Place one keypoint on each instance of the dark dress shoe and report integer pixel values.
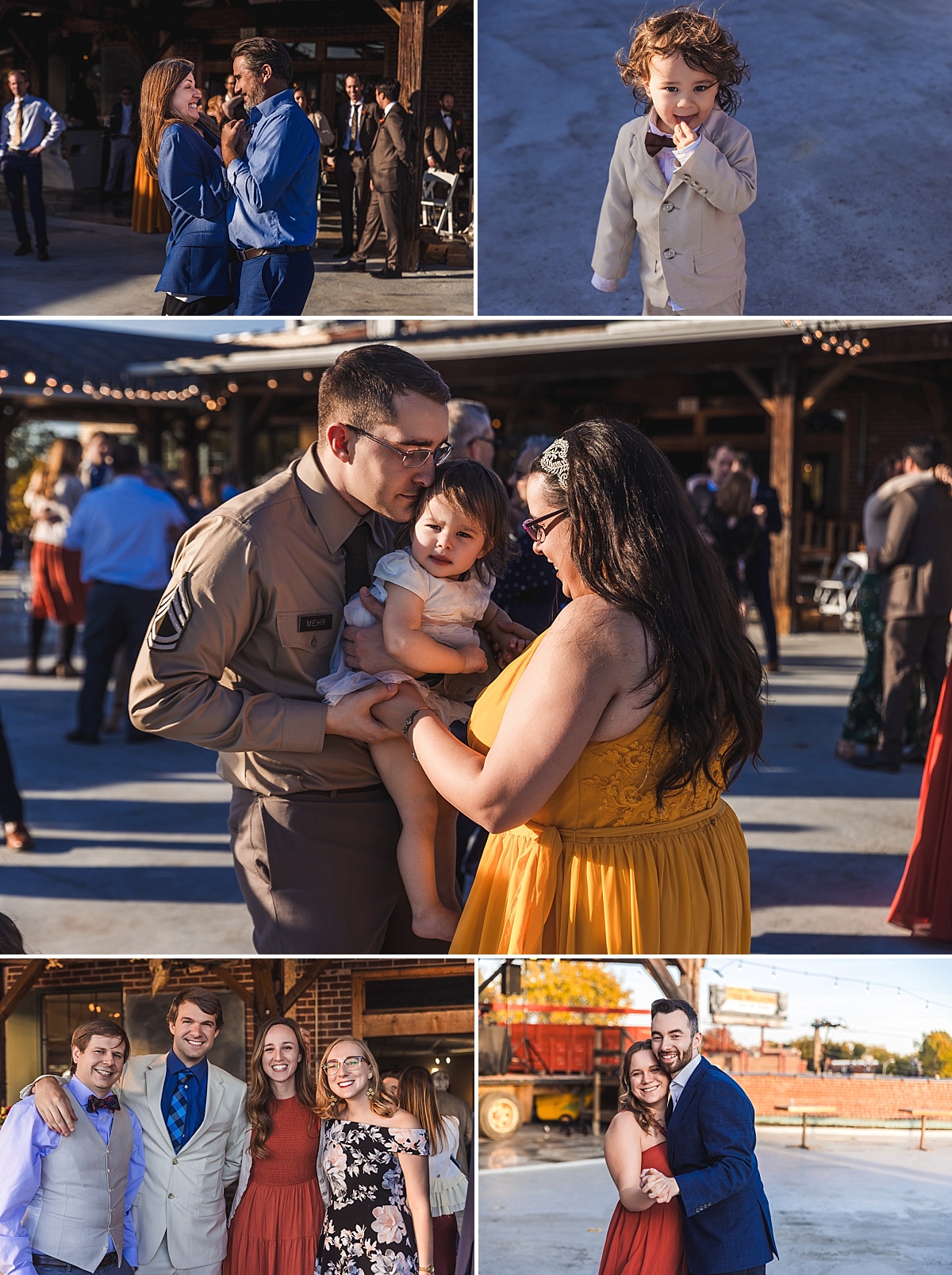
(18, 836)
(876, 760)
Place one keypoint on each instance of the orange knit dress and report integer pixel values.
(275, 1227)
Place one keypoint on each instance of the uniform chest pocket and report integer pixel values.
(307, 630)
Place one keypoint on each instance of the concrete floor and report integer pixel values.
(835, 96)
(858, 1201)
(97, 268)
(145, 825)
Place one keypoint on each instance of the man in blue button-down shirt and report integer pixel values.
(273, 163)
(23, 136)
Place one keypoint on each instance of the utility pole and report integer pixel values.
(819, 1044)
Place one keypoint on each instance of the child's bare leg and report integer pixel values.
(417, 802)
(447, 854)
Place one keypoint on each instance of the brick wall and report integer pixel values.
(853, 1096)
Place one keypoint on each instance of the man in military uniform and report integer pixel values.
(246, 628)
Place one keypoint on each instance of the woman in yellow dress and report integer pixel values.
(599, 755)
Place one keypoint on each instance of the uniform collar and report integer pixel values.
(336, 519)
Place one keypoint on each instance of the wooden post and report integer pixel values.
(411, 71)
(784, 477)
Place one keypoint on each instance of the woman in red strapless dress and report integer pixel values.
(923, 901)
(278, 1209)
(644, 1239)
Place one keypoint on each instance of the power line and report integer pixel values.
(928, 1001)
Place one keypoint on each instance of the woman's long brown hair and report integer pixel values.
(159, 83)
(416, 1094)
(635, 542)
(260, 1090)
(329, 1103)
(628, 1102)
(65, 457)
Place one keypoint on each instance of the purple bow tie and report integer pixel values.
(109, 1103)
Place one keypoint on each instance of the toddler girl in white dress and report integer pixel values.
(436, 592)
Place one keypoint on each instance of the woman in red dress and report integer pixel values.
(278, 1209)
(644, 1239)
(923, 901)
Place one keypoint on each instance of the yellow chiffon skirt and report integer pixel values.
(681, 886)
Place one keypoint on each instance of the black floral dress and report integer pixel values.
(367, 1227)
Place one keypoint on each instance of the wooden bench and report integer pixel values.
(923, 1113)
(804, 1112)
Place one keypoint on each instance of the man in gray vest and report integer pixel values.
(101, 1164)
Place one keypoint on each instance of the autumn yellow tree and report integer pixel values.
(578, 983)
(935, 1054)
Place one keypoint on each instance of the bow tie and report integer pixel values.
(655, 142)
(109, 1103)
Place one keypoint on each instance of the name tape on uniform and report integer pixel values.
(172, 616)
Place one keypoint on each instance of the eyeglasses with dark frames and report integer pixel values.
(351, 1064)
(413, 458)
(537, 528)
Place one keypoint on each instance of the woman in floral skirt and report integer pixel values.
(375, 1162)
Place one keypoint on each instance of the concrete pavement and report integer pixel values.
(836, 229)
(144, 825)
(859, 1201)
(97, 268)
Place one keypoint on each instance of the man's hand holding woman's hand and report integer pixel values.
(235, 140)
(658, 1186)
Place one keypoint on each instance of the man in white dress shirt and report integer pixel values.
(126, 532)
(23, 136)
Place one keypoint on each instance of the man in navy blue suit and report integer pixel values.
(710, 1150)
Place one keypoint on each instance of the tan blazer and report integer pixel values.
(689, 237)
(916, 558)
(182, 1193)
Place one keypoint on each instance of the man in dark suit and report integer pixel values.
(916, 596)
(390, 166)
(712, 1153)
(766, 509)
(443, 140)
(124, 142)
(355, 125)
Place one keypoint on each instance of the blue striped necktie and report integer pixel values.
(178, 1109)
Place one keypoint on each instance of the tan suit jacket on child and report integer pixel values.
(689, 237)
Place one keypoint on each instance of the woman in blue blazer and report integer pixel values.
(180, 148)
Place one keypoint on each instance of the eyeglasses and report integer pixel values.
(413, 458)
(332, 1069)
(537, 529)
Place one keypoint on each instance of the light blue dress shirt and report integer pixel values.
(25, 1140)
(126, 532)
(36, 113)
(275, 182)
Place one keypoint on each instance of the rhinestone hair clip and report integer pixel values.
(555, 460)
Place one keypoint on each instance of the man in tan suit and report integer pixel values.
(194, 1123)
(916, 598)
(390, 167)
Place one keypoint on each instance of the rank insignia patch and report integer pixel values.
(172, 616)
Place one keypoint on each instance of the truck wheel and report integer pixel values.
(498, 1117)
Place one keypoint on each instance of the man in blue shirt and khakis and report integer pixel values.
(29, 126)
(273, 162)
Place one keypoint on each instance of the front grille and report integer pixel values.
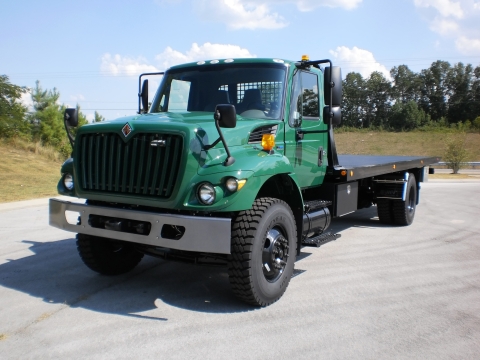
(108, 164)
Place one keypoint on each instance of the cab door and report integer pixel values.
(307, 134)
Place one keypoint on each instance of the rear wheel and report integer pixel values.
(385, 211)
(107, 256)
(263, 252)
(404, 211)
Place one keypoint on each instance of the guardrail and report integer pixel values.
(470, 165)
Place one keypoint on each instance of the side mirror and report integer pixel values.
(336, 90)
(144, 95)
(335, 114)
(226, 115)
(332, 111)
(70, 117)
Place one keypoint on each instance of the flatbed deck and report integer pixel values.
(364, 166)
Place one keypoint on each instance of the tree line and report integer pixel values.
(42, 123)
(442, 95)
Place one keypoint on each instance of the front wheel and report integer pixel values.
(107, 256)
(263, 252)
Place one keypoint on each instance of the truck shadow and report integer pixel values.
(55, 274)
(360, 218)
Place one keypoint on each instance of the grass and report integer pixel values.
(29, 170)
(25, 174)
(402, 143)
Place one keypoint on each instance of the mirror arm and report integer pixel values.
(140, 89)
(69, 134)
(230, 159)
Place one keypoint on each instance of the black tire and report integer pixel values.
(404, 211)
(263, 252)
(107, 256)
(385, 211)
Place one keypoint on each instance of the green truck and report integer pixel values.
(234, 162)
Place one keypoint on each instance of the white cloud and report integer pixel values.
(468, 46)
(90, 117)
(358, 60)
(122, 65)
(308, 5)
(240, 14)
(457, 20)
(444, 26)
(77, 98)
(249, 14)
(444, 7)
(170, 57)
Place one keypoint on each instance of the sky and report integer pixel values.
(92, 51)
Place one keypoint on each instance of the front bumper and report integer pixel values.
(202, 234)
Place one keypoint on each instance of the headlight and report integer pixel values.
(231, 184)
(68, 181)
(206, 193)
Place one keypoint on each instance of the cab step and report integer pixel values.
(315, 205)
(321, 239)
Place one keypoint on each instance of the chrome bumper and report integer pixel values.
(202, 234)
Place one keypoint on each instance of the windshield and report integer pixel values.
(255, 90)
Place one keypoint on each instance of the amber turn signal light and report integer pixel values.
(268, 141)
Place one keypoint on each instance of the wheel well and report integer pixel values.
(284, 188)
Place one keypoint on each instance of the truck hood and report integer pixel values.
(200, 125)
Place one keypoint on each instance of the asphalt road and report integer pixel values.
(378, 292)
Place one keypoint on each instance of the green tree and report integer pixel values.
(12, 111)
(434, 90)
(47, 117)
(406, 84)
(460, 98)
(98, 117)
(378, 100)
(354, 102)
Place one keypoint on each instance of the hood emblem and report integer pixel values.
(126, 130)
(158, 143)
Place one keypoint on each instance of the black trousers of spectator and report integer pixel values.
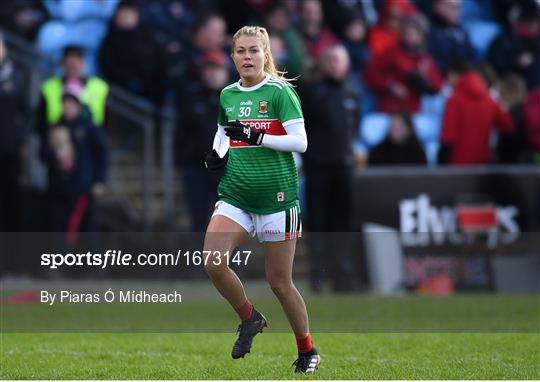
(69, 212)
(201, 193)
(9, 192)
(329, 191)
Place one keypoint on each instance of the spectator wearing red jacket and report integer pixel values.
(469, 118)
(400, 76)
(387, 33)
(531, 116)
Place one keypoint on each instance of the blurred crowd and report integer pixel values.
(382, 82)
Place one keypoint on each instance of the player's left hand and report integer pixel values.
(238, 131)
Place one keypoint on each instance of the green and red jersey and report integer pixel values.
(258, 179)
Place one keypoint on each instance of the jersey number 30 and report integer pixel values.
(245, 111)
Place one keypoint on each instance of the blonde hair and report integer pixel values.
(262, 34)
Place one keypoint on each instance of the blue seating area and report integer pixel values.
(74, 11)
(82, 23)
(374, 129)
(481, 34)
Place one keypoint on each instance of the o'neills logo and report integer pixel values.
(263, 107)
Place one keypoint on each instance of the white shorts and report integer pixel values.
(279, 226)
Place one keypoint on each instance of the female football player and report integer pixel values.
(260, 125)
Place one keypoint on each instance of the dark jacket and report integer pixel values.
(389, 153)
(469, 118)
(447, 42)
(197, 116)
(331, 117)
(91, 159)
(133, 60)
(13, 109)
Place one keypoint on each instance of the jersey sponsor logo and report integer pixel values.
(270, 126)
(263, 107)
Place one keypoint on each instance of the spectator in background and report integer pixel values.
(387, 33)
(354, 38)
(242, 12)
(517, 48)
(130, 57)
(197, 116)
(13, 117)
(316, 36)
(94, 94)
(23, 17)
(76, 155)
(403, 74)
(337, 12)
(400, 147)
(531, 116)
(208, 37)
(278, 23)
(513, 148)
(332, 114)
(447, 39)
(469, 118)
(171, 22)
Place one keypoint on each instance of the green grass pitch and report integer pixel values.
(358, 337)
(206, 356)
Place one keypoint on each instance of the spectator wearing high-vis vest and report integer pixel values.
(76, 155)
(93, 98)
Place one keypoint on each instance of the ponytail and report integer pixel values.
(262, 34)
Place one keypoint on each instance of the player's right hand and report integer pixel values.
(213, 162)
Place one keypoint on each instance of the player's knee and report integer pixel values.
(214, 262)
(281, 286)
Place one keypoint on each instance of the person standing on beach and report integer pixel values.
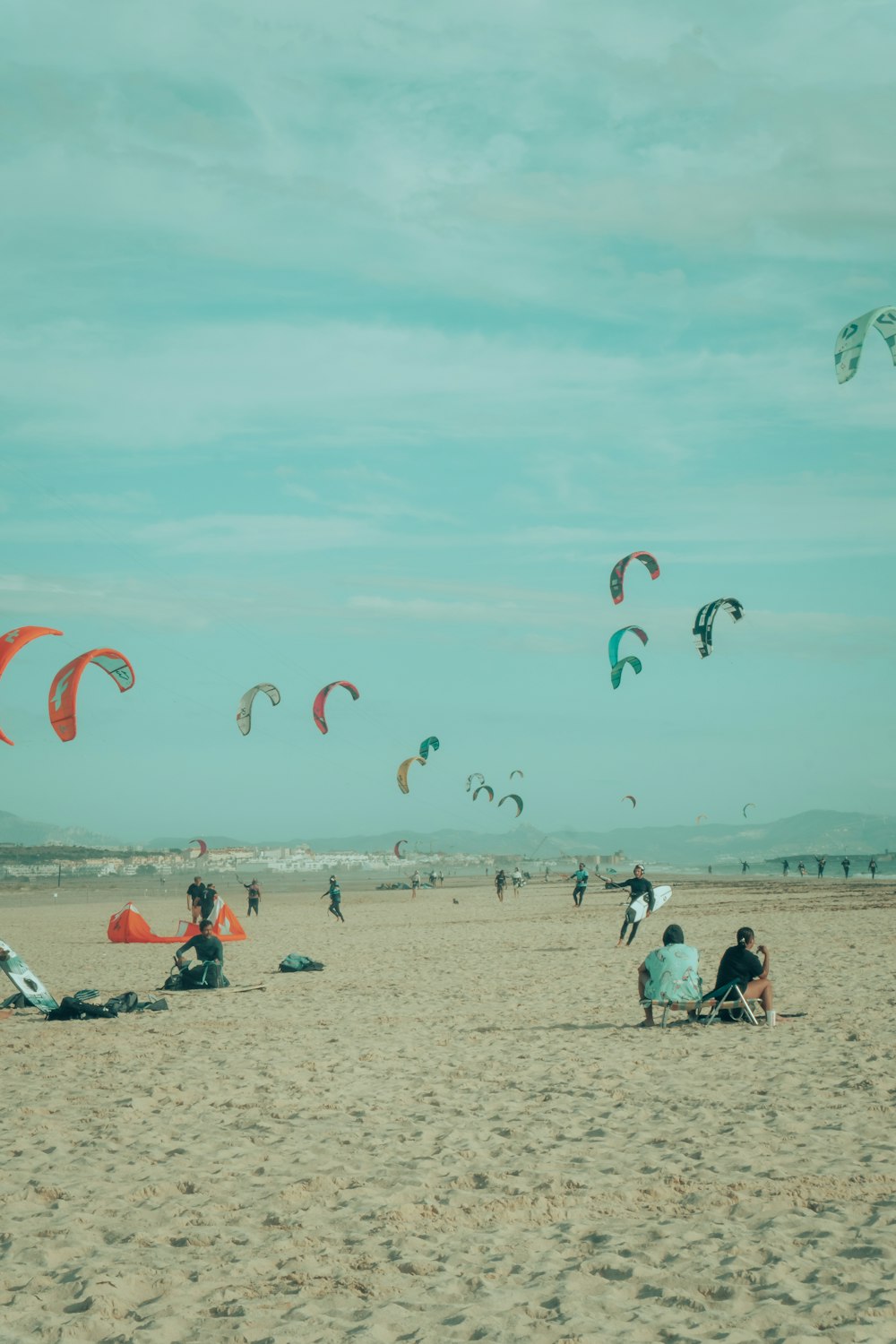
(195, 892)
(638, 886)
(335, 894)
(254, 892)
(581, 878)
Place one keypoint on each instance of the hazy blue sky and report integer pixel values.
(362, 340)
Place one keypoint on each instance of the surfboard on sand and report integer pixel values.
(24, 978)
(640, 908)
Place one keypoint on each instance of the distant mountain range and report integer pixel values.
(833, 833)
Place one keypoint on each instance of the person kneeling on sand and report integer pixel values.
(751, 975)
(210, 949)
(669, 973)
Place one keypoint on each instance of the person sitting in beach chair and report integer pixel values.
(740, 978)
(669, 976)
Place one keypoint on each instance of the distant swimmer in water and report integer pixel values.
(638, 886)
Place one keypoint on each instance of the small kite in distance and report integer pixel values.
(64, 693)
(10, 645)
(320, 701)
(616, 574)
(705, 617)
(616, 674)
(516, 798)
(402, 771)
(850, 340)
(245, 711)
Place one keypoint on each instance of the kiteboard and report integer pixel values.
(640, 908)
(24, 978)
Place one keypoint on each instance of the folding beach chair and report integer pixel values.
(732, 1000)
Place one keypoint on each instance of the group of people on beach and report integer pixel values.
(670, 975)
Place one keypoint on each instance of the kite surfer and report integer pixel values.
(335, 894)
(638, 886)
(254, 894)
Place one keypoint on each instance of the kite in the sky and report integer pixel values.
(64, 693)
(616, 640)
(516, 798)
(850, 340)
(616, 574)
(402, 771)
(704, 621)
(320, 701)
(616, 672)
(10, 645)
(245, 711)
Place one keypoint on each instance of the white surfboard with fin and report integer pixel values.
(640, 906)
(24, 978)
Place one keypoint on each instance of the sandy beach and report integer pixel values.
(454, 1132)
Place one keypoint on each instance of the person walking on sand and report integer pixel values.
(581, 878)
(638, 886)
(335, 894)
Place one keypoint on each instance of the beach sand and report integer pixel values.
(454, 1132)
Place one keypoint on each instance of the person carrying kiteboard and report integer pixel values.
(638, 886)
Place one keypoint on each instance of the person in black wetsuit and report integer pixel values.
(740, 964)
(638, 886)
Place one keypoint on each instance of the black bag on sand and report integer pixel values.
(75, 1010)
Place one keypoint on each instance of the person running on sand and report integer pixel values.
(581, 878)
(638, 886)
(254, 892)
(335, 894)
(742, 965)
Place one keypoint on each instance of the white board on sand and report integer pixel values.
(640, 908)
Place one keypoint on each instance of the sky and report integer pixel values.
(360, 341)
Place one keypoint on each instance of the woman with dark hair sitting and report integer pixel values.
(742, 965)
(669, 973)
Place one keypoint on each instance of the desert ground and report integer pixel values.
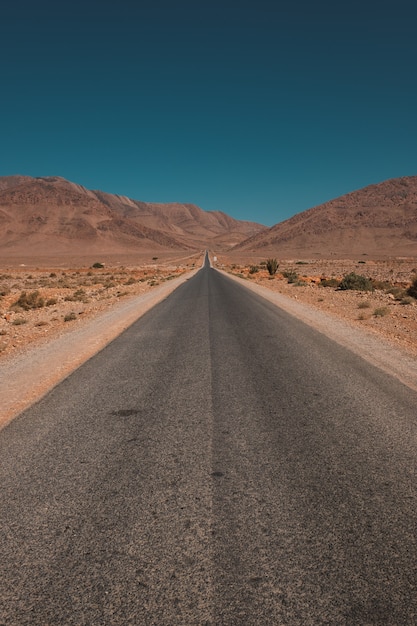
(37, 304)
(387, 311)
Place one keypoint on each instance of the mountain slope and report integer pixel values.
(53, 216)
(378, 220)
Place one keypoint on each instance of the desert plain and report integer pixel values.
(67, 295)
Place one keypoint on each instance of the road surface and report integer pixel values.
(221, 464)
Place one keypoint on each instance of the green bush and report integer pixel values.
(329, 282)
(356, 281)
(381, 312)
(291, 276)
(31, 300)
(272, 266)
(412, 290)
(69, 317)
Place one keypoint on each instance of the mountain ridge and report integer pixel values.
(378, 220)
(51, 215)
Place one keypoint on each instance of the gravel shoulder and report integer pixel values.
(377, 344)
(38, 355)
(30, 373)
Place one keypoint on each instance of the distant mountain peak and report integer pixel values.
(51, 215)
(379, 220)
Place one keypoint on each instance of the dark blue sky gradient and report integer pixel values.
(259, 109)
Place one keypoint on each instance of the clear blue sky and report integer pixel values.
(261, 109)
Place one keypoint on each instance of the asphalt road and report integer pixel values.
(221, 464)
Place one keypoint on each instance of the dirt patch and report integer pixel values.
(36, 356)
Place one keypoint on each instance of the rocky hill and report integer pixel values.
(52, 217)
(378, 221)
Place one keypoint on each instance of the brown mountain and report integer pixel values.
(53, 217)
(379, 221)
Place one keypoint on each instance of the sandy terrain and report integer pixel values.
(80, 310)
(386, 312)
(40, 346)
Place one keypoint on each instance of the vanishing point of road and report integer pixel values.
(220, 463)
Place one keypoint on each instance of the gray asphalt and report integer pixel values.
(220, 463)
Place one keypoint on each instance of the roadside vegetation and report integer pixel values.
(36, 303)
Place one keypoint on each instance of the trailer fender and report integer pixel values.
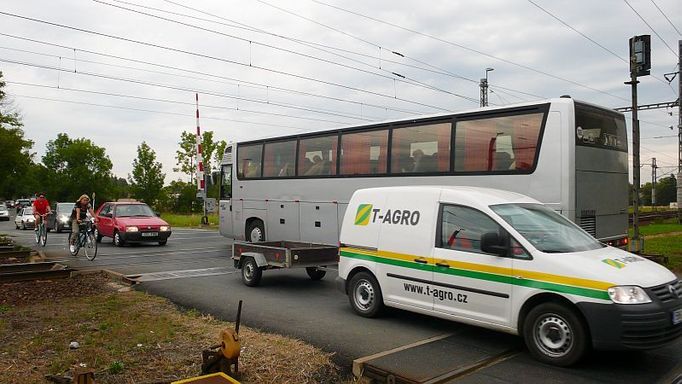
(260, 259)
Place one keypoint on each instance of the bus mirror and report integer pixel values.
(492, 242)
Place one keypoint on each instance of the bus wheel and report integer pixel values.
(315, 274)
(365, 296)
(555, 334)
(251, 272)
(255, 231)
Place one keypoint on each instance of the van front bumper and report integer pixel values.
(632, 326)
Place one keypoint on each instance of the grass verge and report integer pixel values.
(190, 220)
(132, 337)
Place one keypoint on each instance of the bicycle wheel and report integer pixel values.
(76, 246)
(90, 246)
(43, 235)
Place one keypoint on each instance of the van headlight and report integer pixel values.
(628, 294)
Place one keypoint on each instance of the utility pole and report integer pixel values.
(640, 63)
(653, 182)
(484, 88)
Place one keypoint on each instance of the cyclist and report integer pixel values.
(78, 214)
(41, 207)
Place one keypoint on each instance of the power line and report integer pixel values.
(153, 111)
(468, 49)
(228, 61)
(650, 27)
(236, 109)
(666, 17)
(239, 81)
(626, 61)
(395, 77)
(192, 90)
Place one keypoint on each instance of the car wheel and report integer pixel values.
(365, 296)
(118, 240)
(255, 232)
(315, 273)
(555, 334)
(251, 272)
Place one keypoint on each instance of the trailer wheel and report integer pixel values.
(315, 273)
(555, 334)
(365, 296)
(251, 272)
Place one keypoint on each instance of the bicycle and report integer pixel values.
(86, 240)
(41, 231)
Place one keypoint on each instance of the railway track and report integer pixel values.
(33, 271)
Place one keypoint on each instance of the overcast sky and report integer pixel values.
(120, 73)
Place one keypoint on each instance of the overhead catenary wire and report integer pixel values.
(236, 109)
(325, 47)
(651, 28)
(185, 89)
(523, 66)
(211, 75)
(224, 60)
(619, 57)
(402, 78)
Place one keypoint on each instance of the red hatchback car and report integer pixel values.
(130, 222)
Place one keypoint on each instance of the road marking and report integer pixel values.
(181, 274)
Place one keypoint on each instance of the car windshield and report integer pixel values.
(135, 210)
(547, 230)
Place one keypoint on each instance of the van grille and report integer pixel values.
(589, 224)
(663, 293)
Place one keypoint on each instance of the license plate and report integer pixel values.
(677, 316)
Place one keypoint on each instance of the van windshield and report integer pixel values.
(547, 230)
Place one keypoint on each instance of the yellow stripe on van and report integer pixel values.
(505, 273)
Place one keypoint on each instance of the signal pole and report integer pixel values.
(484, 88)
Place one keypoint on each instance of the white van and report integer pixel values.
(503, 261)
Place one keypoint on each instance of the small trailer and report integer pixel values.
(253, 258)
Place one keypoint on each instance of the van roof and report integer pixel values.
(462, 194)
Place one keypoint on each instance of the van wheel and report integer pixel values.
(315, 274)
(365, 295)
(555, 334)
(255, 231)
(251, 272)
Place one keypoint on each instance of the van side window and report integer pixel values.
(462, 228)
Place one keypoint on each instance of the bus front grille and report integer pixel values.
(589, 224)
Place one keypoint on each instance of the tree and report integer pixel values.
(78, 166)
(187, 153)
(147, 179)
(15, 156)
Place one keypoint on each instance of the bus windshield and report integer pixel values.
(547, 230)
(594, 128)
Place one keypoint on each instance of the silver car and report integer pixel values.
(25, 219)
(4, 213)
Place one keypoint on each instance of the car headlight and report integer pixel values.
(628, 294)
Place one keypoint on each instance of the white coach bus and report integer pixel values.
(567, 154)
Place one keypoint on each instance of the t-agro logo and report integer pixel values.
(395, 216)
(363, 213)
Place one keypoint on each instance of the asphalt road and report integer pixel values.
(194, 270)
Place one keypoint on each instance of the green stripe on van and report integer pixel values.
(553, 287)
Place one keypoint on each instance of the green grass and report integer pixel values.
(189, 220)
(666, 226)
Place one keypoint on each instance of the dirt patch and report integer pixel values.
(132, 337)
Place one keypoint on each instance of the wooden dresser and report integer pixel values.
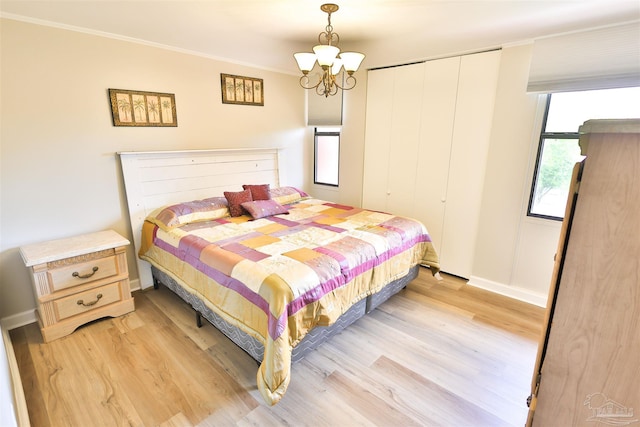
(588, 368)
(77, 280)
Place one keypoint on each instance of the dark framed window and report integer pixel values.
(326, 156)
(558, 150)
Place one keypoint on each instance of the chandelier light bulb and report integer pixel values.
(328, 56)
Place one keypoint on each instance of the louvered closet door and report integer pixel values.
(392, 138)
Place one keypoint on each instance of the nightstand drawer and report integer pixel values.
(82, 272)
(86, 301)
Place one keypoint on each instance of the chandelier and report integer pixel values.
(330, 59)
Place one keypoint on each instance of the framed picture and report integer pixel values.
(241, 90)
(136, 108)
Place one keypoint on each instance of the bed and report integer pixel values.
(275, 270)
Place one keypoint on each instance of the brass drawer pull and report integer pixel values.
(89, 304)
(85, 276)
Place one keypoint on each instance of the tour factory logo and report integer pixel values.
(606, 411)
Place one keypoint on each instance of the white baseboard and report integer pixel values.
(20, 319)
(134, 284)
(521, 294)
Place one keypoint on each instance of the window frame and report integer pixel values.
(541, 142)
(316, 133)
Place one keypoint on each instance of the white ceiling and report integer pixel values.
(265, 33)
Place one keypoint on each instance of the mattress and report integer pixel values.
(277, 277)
+++
Your task is to copy word for word the lines from the line containing "Place one keypoint on each instance of the wooden dresser" to the end of the listing, both included, and to drop any pictures.

Place one keypoint on each instance of the wooden dresser and report integer pixel values.
(588, 368)
(77, 280)
Place one keypoint on each instance of the dark framed window and report integer pixel values.
(326, 156)
(558, 150)
Place one keypoint on each instance of the chandelier light bulb and report integer pixel values.
(328, 56)
Place one keypoint on each instance of the louvered closet door and report integer pixel values.
(392, 138)
Place one keypoint on each instance of the nightstand drawer and report integer pixel values.
(82, 272)
(86, 301)
Place one keypoint on each instance of the chandelier and report integer pixel values.
(330, 59)
Place one keypoint on each instance of the framed picture and report integer pixel values.
(241, 90)
(136, 108)
Place one keypoint on each instance of the bed and report integer pixel values.
(275, 270)
Place one keypoint on each instance of the brass drawer pull and report integer pixel values.
(89, 304)
(85, 276)
Place one keypoint on each instance of the tour factory logo and report integer pixel values.
(606, 411)
Place one keypoint on each instance of the white baseboard and report integer pixel values.
(20, 319)
(134, 284)
(521, 294)
Place one keypoint on each instance of the window frame and report integer pixel values.
(541, 142)
(316, 133)
Place one keypoint on each instance of the white ceiling and report integer pixel values.
(265, 33)
Place one keypoint on each instance of the mattress and report integer pixel values.
(277, 277)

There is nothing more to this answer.